**PROBLEM SET:**
[1] List every person the article on detained fighters in Syria mentions by name.
[2] Continue the article on detained fighters in Syria from its last sentence.

**PAGE TEXT:**
===
WASHINGTON: The United States said Tuesday it wanted to ensure foreign terrorists remain off the battlefield as it weighed options on an American detained in Syria who says she wants to return home.
The United States has urged European powers to take back hundreds of their citizens who fought with the Daesh group in Syria, but acknowledged the situation was complex in the rare case of an American terrorist.
Hoda Muthana, a 24-year-old from Alabama who became a prominent online agitator for the extremists, said in an interview published Sunday with The Guardian that she had been brainwashed online and “deeply regrets” joining the movement.
While declining to discuss Muthana’s case specifically, State Department deputy spokesman Robert Palladino said that the status of US citizens detained in Syria “is by definition extremely complicated.”
“We’re looking into these cases to better understand the details,” he told reporters.
Palladino said that the United States generally did not see a different solution between what to do with US fighters and with foreigners, saying the fighters pose “a global threat.”
“Repatriating these foreign terrorist fighters to their countries of origin, ensuring that they are prosecuted and detained — that’s the best solution, preventing them from returning to the battlefield,” he said.
The situation of foreign terrorists detained by US-allied Kurdish forces has taken a new urgency as President Donald Trump plans to withdraw US troops from Syria.
The Syrian Democratic Forces say they may have to refocus on fighting Turkey, which has vowed to crush Kurdish fighters it links to separatists at home.
===
[Region annotation items]
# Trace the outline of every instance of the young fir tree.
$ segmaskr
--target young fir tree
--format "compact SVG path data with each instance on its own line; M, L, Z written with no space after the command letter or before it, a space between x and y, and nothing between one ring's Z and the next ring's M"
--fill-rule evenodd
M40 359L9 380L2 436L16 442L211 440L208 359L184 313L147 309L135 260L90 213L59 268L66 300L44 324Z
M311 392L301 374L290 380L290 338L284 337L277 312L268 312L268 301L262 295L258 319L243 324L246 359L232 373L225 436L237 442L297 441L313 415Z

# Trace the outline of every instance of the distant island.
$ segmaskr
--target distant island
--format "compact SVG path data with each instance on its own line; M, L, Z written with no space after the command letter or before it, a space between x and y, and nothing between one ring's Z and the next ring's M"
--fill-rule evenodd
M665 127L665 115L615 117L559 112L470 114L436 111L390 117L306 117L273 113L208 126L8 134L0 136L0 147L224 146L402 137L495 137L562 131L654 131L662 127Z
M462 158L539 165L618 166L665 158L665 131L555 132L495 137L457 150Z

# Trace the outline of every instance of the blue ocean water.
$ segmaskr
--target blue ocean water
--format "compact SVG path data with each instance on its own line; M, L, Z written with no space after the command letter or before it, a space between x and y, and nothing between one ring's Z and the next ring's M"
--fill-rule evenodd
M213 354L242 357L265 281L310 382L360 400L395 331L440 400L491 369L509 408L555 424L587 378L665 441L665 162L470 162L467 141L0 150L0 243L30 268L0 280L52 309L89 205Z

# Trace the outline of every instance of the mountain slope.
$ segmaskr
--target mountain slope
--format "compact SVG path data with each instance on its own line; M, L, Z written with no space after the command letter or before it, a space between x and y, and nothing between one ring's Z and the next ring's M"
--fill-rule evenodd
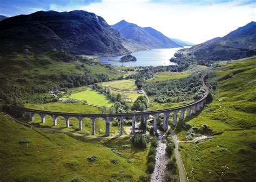
M6 18L8 18L8 17L5 16L0 15L0 22Z
M217 37L183 49L181 58L220 60L238 59L256 54L256 23L252 22L223 37Z
M0 22L2 53L44 52L53 49L75 54L124 54L119 32L85 11L38 11Z
M181 46L193 46L196 45L195 44L191 43L187 41L184 41L178 38L170 38L170 39L175 43Z
M123 37L147 49L181 46L151 27L142 28L124 20L111 26L118 30Z

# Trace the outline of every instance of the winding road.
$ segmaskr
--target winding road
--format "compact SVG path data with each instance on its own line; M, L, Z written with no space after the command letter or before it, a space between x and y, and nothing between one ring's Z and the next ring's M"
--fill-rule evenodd
M107 85L106 85L105 86L109 89L110 89L110 90L113 90L113 91L117 91L117 92L123 92L123 93L138 93L138 92L139 91L142 91L142 92L143 92L143 94L144 95L145 97L146 97L147 100L147 103L149 104L150 102L150 100L149 98L149 97L147 96L147 95L146 94L146 92L143 90L134 90L134 91L123 91L123 90L118 90L118 89L114 89L112 87L111 87L110 86L110 85L111 84L109 84Z
M179 155L179 143L178 143L178 140L177 136L176 136L176 134L175 134L173 132L173 131L171 128L170 129L170 132L171 133L171 134L172 136L172 138L173 140L173 141L174 142L175 144L175 157L176 158L176 160L177 161L178 163L178 167L179 168L179 171L180 172L180 181L181 182L185 182L186 181L186 177L184 173L184 170L183 168L183 164L182 163L181 161L181 158L180 157ZM188 180L187 180L188 181Z

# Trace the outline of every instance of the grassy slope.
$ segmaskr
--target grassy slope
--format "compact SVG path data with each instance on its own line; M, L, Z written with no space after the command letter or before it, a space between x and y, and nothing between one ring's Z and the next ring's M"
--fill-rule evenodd
M64 104L61 102L51 103L48 104L25 104L26 107L35 109L37 110L47 110L56 112L70 112L70 113L101 113L100 109L88 105L79 103L67 103ZM46 116L45 123L41 123L41 118L38 114L35 115L35 121L29 122L29 123L35 124L41 127L51 127L63 130L78 132L90 135L92 133L92 122L89 118L84 118L82 121L83 130L82 131L76 131L79 128L79 123L77 118L71 118L70 124L72 126L69 129L65 128L65 121L64 118L58 117L57 125L53 126L52 118ZM102 118L98 118L95 120L95 135L98 136L104 136L105 134L105 122ZM124 127L125 130L125 127ZM116 136L119 133L119 127L118 126L110 126L110 135Z
M102 93L89 87L79 92L72 93L71 96L68 96L68 97L70 99L86 100L87 103L100 106L110 107L114 104Z
M233 73L234 76L231 77ZM216 97L190 120L207 124L212 139L182 144L190 181L254 181L256 174L256 59L233 62L217 71ZM223 99L219 101L219 100ZM180 140L185 131L176 130ZM224 151L219 150L224 148Z
M123 144L130 145L129 139L90 139L38 131L14 123L2 113L0 126L1 181L69 181L78 176L89 181L114 178L134 181L146 171L147 151L122 148ZM28 146L19 144L24 138L30 141ZM109 147L117 148L124 156L117 156ZM91 155L97 157L94 163L86 159ZM112 158L118 163L112 164Z

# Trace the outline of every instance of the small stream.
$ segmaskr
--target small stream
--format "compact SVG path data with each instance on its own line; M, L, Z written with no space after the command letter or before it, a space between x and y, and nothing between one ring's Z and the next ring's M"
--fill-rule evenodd
M151 182L165 181L165 176L167 172L166 165L169 161L168 156L165 154L166 142L165 136L163 137L164 133L159 130L157 130L157 132L159 134L158 145L156 155L156 166L151 175Z

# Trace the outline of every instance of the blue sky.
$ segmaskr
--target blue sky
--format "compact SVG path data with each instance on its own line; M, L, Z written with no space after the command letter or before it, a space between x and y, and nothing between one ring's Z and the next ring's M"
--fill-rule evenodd
M256 21L255 4L256 0L0 0L0 15L83 10L109 24L125 19L170 37L200 43Z

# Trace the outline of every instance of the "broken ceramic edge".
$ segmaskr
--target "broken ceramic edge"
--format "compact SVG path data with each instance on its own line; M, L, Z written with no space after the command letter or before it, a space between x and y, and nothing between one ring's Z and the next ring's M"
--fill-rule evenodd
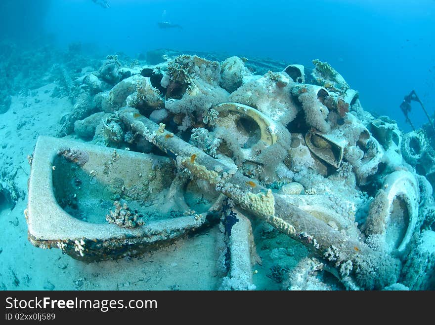
M387 250L401 254L411 240L418 217L418 182L411 172L396 171L385 178L380 191L384 191L383 195L377 195L373 202L385 208L379 211L378 215L370 215L366 229L377 229L375 232L380 235ZM400 201L395 202L396 200ZM396 215L400 211L403 213L403 220Z
M90 157L110 157L114 151L111 148L39 137L28 182L26 212L28 238L34 246L42 248L57 247L78 259L113 259L134 253L150 244L162 244L174 239L198 228L205 221L204 217L180 217L150 221L144 225L128 229L108 223L91 223L74 217L57 202L53 185L53 167L55 169L53 163L58 156L59 149L66 147L85 151ZM144 162L150 159L148 154L127 150L119 150L117 154L121 158L134 157ZM88 163L85 163L84 166Z
M267 145L272 145L278 141L275 131L279 129L279 126L270 118L258 109L238 103L224 103L217 105L214 108L218 113L216 125L222 126L222 121L231 112L239 115L236 123L240 119L246 117L255 122L260 130L259 141L263 141ZM245 160L260 162L256 158L256 155L252 152L251 148L241 148L241 150Z
M409 164L417 164L427 150L427 138L422 133L411 131L403 136L401 144L402 154Z
M309 150L317 158L335 168L338 168L343 159L343 145L332 136L316 131L305 135L305 142Z
M366 157L364 154L364 156L355 164L355 174L358 180L359 185L366 185L369 182L368 180L368 177L377 172L378 166L385 153L384 148L381 144L376 139L370 136L369 139L365 142L365 144L364 144L364 147L365 148L363 149L363 151L364 152L364 154L368 151L365 147L369 141L374 144L375 154L371 157Z
M309 213L316 219L321 220L330 227L341 232L344 232L348 237L358 240L361 232L352 218L349 212L348 217L337 212L337 203L331 200L328 194L283 195L285 199L302 210Z
M301 64L291 64L284 70L293 81L298 83L305 83L305 72L304 66Z
M386 120L383 117L380 116L370 122L372 133L384 149L392 147L399 153L401 146L401 133L394 121Z

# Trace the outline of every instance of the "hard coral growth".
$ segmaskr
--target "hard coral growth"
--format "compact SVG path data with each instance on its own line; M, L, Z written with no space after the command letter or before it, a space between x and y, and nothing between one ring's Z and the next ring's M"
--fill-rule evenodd
M63 156L67 160L82 166L89 161L89 154L84 150L74 148L64 148L57 151L57 154Z
M144 224L141 218L143 215L139 214L137 210L132 211L124 202L121 203L115 201L113 203L115 211L110 210L109 214L106 216L106 220L109 223L116 224L123 228L135 228Z

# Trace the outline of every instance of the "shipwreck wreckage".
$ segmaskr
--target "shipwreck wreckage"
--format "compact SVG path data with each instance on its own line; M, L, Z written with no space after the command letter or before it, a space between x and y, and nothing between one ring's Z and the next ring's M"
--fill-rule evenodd
M313 63L310 73L290 65L260 74L237 57L132 68L108 57L74 81L62 121L64 134L85 141L38 140L29 240L113 259L217 218L228 250L221 288L246 289L255 219L313 253L286 289L307 288L322 272L348 289L434 289L430 142L364 111L340 73Z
===
**ANSWERS IN ORDER:**
[1] Hoda Muthana, Robert Palladino, Donald Trump

[2]
Trump has contemplated reopening the US military base at Guantanamo Bay to take in new foreign inmates, while Britain on Tuesday revoked the citizenship of a female terrorsist who wanted to return home with her newborn baby.
Neither option would likely pass muster in the cases of US citizens, who enjoy strong legal protections under the Constitution.
Muthana, who was married three times to terrorists and has a son with one of her husbands, fled her family in 2014 to join the Daesh group in Syria, where she took to Twitter to urge attacks on fellow Americans.
In the interview with The Guardian, Muthana said that she was “really young and ignorant” when she joined Daesh and has since renounced radicalism.
“I believe that America gives second chances. I want to return and I’ll never come back to the Middle East,” she told the newspaper.
Hassan Shilby, a lawyer for Muthana, told ABC television’s “Good Morning America” that the young woman had been “brainwashed and manipulated” and is “absolutely disgusted” by the person she became.